§ READING TEXT

Midwife ~ Maternity Unit ~ District Health Board ~ Hypoglycaemia ~ Rights 4(1), 4(2), 4(5)

Parents complained about the care provided to their baby at a maternity unit. The baby was born at full term with no complications, was a good weight for his age and received satisfactory Apgar scores. He was latching on and breastfeeding by the time he was transferred from hospital to the maternity unit. During his stay he was cared for by four midwives. Two days after his birth, he was noted to have developed jaundice. His bilirubin levels were tested and he was placed under phototherapy lights. Although he fed regularly during the day he became sleepy and uninterested in feeding later that night. By the next morning his temperature had dropped, he was reluctant to feed, and he had developed jittery movements - all signs of developing hypoglycaemia. He was transferred by ambulance to hospital, and later diagnosed with neonatal hypoglycaemia of unknown cause with neurological sequelae: epilepsy, developmental delay, behavioural problems and visual impairment. He is significantly disabled.

It was held that all of the midwives failed to adequately document the baby's care, and did not meet professional midwifery standards. This included the preparation of care plans, documentation of the length and quality of the baby's feeds and documentation of bowel movements. This lack of documentation may have affected his continuity of care, as subtle changes in his feeding pattern and behaviour were not able to be passed on to subsequent team members caring for him. Accordingly, each of the midwives breached Right 4(2).

It was also held that the documentation systems in use at the maternity unit fell below the standard expected and put patients at risk. Accordingly, the DHB breached Right 4(1). The inadequate documentation system prevented effective co-operation among providers to ensure quality and continuity of services. Accordingly, the DHB breached Right 4(5) of the Code. The DHB failed to take reasonably practicable steps to prevent the four midwives from breaching Right 4(2) and was held vicariously liable for their breaches.

[Collected data entries]
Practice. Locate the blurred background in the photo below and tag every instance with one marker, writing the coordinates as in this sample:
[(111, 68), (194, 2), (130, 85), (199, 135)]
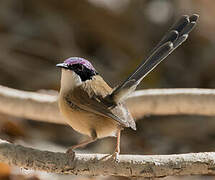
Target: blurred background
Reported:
[(115, 35)]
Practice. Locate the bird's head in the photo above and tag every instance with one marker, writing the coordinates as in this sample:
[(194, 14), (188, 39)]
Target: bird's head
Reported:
[(80, 66)]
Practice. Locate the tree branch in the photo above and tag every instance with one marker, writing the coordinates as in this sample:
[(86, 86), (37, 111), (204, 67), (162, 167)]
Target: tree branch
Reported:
[(101, 164), (43, 107)]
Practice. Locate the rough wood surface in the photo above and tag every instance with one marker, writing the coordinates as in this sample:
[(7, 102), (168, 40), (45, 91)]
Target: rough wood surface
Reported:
[(101, 164)]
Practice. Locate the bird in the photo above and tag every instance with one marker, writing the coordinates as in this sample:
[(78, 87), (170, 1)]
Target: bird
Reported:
[(91, 107)]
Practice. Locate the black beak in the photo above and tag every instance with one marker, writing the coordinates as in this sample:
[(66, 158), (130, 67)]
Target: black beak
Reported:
[(62, 65)]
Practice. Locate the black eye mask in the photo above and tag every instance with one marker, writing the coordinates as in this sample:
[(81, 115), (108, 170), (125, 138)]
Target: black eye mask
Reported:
[(82, 71)]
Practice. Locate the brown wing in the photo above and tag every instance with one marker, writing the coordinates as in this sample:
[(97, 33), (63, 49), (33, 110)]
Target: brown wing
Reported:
[(91, 99)]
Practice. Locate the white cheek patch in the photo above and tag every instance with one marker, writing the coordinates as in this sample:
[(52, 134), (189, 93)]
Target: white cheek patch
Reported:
[(69, 80)]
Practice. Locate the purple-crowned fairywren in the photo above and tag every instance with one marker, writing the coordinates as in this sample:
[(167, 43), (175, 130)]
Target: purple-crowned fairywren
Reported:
[(92, 107)]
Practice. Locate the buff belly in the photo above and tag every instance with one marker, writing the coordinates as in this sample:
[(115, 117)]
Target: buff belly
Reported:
[(88, 123)]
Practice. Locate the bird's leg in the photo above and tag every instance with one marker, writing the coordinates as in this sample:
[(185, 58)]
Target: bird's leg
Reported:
[(117, 150)]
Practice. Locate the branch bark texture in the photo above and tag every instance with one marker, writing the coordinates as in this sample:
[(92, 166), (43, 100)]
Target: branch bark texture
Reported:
[(102, 164), (43, 107)]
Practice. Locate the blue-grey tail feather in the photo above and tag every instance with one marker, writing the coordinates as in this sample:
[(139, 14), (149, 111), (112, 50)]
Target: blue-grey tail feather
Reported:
[(177, 34)]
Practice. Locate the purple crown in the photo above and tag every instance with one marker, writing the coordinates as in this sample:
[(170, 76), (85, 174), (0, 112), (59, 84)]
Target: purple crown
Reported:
[(78, 60)]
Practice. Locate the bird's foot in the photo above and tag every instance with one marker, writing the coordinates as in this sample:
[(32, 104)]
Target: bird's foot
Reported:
[(115, 156), (70, 152)]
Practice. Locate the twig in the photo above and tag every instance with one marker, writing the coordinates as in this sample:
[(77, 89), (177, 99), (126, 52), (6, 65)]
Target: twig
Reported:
[(101, 164), (43, 107)]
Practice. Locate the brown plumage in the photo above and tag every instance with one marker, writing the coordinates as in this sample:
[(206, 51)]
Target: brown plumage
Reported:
[(93, 108), (85, 104)]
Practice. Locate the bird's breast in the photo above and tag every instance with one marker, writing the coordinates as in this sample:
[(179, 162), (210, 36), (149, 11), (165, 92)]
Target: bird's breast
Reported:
[(86, 122)]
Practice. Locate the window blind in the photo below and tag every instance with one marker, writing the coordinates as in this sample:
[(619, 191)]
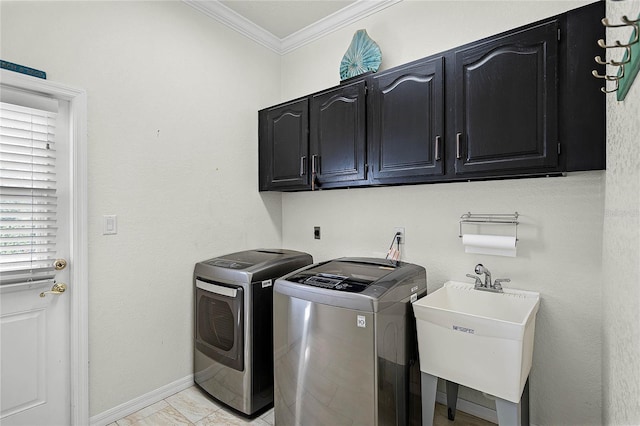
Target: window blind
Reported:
[(28, 199)]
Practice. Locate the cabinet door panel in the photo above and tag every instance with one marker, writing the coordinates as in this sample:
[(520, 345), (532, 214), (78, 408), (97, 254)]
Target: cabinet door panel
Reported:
[(406, 121), (506, 103), (286, 149), (338, 136)]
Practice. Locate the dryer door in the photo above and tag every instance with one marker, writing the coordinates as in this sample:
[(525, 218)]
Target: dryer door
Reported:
[(220, 322)]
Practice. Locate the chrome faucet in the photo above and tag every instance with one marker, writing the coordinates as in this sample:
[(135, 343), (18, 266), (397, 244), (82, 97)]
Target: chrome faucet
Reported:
[(495, 287), (480, 269)]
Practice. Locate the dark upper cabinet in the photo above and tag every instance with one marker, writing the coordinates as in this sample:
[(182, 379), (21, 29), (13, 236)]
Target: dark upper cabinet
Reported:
[(406, 123), (520, 103), (284, 144), (506, 103), (338, 135)]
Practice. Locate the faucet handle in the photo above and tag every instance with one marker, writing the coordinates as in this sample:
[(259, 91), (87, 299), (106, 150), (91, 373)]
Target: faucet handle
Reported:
[(497, 284), (478, 282)]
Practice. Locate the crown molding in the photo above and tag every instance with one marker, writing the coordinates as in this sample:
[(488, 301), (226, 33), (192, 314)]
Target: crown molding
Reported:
[(221, 13), (343, 17), (352, 13)]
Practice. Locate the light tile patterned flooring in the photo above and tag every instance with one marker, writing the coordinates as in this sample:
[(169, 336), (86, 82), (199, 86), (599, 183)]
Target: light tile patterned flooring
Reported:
[(192, 407)]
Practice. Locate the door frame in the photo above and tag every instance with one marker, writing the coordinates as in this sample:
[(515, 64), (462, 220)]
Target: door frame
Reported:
[(78, 262)]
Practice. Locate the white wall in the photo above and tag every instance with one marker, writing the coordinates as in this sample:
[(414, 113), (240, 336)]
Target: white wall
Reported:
[(621, 291), (172, 105), (560, 248)]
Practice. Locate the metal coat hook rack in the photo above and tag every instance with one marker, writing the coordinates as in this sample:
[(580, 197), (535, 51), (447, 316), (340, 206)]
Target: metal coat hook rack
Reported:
[(627, 68), (499, 219)]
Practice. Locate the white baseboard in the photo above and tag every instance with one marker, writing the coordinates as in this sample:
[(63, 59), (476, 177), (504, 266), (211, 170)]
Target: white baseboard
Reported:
[(470, 408), (136, 404)]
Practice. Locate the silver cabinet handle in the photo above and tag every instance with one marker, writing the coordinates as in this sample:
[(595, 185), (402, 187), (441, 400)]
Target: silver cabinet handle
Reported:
[(314, 171), (303, 160)]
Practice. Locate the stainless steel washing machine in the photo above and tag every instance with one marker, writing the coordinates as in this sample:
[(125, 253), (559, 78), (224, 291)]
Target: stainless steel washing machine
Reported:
[(233, 356), (345, 343)]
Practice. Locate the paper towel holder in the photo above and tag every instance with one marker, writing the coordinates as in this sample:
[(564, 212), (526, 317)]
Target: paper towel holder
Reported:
[(496, 219)]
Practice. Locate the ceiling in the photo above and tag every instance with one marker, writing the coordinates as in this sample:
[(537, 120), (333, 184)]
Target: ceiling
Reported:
[(285, 25), (283, 18)]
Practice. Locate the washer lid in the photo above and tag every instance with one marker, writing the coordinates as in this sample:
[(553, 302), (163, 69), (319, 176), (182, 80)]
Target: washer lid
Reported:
[(351, 275)]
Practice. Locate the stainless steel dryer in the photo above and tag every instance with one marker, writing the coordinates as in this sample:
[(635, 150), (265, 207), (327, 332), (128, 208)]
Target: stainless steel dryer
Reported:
[(345, 343), (233, 356)]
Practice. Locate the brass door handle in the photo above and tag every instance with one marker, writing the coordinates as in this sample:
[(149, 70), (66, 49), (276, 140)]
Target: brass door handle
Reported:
[(60, 264), (57, 288)]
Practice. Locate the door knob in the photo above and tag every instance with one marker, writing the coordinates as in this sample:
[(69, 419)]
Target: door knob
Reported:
[(57, 288), (60, 264)]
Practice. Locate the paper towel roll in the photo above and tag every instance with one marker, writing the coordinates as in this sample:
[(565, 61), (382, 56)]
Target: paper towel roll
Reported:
[(496, 245)]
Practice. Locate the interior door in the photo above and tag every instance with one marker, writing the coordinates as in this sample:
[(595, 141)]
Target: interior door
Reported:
[(34, 320)]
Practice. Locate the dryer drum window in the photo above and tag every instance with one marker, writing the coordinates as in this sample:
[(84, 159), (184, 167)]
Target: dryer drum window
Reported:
[(217, 326)]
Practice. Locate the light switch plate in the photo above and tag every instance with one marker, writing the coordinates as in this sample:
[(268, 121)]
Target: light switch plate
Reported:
[(109, 224)]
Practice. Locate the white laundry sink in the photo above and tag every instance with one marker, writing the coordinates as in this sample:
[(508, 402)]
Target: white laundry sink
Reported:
[(478, 339)]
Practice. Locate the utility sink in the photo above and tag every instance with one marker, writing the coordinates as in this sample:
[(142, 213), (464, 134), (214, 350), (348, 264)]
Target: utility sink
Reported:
[(478, 339)]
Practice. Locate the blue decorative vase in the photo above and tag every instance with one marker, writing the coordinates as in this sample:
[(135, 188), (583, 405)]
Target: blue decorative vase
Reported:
[(363, 55)]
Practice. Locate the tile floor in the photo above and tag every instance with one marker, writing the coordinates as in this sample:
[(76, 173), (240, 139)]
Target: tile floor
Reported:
[(192, 407)]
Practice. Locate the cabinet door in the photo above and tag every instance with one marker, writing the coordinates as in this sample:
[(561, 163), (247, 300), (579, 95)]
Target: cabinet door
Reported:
[(506, 103), (338, 134), (406, 123), (284, 146)]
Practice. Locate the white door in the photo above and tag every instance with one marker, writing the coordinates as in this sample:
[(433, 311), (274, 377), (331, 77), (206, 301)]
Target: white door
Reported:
[(34, 325)]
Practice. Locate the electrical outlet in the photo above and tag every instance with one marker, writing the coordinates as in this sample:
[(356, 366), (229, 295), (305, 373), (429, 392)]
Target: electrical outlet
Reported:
[(400, 229)]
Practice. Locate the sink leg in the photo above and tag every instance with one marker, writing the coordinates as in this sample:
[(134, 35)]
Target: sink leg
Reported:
[(452, 399), (511, 413), (429, 386)]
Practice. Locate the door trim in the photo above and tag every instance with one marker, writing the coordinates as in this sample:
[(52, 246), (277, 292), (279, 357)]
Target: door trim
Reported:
[(78, 327)]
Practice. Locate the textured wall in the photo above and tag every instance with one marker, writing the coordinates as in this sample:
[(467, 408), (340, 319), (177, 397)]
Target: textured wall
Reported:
[(172, 109), (621, 250), (560, 249)]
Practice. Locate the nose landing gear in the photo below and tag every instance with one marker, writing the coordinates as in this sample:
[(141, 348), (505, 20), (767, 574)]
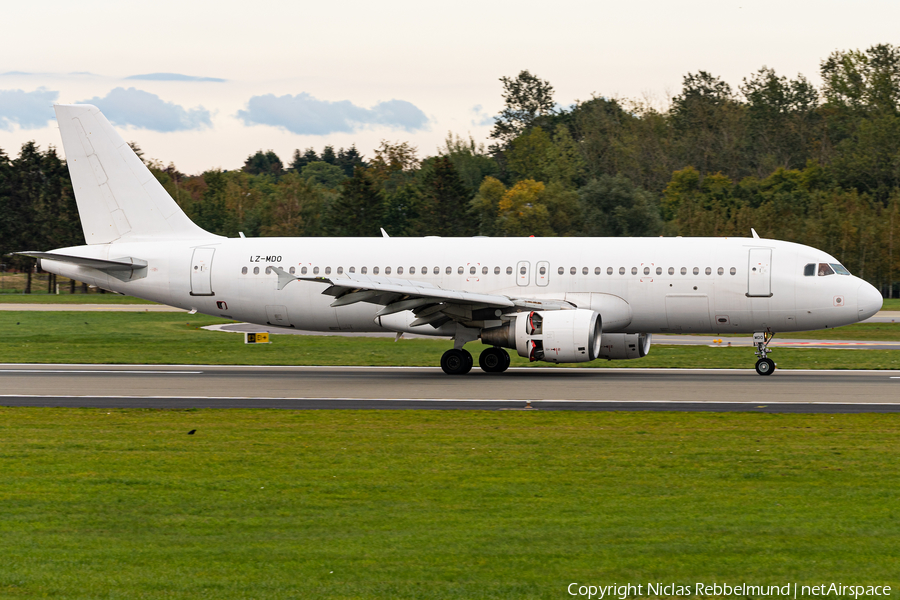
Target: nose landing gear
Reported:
[(765, 365)]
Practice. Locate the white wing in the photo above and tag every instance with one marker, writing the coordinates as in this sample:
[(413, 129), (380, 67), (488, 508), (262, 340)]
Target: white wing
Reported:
[(431, 304)]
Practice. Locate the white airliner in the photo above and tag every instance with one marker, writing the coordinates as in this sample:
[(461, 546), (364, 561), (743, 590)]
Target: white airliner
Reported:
[(552, 299)]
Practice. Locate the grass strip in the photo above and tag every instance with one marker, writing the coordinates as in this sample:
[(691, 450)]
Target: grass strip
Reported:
[(438, 504)]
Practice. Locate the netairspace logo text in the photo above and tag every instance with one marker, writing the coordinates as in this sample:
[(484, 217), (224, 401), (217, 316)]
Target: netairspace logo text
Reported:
[(788, 590)]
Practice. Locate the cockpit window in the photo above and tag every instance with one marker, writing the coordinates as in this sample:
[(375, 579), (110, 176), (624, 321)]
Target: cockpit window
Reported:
[(840, 269)]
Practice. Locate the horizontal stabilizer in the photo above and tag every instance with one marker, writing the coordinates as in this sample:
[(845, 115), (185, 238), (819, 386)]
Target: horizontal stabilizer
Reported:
[(102, 264)]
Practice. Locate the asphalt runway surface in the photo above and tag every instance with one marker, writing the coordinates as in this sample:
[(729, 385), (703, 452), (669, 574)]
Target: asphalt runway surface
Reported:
[(603, 389)]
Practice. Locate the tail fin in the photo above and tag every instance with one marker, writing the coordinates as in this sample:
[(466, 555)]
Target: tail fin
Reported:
[(118, 197)]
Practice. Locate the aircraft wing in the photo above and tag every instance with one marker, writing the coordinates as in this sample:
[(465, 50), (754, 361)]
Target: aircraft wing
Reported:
[(431, 304)]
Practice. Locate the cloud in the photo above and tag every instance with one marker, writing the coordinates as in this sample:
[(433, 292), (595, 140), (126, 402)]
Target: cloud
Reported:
[(173, 77), (305, 115), (482, 119), (28, 110), (148, 111)]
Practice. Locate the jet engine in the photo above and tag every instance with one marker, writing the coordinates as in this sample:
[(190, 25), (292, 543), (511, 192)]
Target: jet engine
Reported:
[(555, 336), (621, 346)]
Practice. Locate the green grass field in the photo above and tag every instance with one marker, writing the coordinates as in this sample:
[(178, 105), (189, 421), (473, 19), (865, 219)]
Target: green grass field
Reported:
[(442, 504), (173, 338)]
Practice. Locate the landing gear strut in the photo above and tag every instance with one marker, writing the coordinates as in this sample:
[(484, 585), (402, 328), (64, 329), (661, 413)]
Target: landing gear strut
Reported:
[(494, 360), (456, 362), (765, 365)]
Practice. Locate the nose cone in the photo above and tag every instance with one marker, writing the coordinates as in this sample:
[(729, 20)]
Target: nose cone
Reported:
[(868, 301)]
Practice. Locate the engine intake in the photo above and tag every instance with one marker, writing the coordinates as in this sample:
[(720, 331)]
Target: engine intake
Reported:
[(559, 336)]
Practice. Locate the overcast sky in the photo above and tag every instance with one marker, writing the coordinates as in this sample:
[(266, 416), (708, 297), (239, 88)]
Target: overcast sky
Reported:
[(204, 84)]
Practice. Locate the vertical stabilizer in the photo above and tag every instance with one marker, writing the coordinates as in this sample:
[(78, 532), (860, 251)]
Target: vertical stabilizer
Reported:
[(118, 197)]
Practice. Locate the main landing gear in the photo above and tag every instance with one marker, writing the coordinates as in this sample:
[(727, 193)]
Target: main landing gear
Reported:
[(765, 365), (494, 360), (459, 361), (456, 362)]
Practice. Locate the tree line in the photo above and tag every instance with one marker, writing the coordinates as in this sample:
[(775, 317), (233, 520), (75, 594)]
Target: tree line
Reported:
[(814, 165)]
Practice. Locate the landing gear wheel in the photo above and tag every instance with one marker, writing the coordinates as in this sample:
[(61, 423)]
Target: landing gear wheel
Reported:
[(494, 360), (765, 366), (456, 362)]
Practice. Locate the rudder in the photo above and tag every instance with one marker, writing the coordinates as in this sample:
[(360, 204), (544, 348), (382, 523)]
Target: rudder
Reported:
[(118, 197)]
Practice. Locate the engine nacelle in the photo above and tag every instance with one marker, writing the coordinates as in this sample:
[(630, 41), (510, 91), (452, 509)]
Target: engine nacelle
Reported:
[(623, 346), (555, 336)]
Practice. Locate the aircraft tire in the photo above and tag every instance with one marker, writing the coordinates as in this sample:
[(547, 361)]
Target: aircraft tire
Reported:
[(494, 360), (765, 366), (456, 362)]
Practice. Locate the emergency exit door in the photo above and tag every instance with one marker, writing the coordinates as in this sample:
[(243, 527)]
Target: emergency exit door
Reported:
[(759, 273), (201, 272)]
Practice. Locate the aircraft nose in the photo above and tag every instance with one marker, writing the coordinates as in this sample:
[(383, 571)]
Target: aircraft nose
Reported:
[(869, 301)]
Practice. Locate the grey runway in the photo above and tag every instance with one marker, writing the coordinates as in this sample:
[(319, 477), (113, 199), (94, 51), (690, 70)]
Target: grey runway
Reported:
[(205, 386)]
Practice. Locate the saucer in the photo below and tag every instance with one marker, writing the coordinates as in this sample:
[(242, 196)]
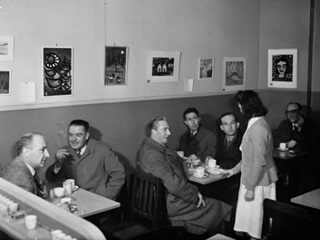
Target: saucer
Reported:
[(204, 176), (215, 170), (283, 150)]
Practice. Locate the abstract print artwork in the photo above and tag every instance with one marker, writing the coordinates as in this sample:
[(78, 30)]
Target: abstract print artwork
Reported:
[(57, 71), (116, 66)]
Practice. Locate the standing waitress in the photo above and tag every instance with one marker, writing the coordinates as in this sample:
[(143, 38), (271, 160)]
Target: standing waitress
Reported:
[(258, 170)]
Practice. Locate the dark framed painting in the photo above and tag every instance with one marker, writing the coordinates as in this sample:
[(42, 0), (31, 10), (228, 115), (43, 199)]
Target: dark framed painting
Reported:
[(116, 66), (282, 68), (57, 69)]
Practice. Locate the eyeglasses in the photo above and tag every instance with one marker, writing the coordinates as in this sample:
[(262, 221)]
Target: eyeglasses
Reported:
[(294, 111)]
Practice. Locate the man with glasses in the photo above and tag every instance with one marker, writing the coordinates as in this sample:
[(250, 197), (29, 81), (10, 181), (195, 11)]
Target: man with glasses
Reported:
[(301, 135), (197, 141)]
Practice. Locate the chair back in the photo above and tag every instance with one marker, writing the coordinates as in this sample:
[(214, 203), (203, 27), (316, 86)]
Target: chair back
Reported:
[(284, 221), (148, 199)]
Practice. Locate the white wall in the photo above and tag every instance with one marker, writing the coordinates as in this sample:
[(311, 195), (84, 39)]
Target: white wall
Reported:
[(202, 28)]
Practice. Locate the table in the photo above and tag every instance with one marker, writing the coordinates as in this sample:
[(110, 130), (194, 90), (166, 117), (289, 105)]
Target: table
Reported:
[(309, 199), (89, 203), (220, 237)]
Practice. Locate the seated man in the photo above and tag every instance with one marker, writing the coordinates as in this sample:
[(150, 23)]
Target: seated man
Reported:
[(296, 131), (21, 171), (228, 156), (197, 141), (185, 205), (301, 134), (93, 165)]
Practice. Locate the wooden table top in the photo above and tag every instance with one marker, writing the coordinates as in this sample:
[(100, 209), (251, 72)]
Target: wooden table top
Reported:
[(210, 178), (309, 199), (88, 203)]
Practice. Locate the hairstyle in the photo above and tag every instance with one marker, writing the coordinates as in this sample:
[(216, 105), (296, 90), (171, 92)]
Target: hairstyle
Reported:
[(295, 103), (25, 141), (190, 110), (227, 114), (251, 104), (154, 123), (79, 122)]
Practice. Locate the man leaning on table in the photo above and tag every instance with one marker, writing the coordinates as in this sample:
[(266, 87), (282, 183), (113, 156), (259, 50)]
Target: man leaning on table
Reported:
[(32, 155), (93, 165), (185, 205), (197, 141)]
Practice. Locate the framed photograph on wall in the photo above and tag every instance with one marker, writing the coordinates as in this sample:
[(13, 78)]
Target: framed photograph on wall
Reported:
[(116, 66), (206, 68), (6, 48), (5, 82), (163, 66), (57, 70), (234, 73), (282, 68)]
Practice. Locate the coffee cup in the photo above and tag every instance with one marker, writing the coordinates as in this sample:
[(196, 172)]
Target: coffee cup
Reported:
[(31, 221), (283, 146), (180, 153), (199, 172), (212, 163)]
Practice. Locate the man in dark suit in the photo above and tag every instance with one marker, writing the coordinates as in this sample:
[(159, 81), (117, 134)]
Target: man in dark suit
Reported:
[(197, 141), (21, 171)]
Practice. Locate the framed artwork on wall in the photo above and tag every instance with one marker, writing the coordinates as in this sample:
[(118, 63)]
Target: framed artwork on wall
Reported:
[(282, 68), (116, 66), (57, 70), (6, 48), (163, 66), (234, 73), (5, 82), (206, 68)]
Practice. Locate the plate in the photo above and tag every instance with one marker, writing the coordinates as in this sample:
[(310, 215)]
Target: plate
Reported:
[(204, 176), (283, 150), (215, 170)]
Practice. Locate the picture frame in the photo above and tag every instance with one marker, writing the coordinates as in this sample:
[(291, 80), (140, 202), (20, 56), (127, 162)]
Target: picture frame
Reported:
[(234, 73), (5, 82), (206, 68), (163, 66), (116, 66), (282, 68), (57, 71), (6, 48)]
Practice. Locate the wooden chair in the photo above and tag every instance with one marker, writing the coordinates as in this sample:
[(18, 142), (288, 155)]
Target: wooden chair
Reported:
[(147, 210), (284, 221)]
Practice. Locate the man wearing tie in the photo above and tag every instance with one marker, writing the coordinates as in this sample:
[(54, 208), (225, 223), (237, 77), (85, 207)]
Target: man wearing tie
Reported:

§ WORK ITEM
From the text about the baby's care at the maternity unit, extract the passage between "It was also" and "for their breaches.", inclusive. The entries stand apart from the text and have no connection to it.

§ THE COMPLETED TASK
It was also held that the documentation systems in use at the maternity unit fell below the standard expected and put patients at risk. Accordingly, the DHB breached Right 4(1). The inadequate documentation system prevented effective co-operation among providers to ensure quality and continuity of services. Accordingly, the DHB breached Right 4(5) of the Code. The DHB failed to take reasonably practicable steps to prevent the four midwives from breaching Right 4(2) and was held vicariously liable for their breaches.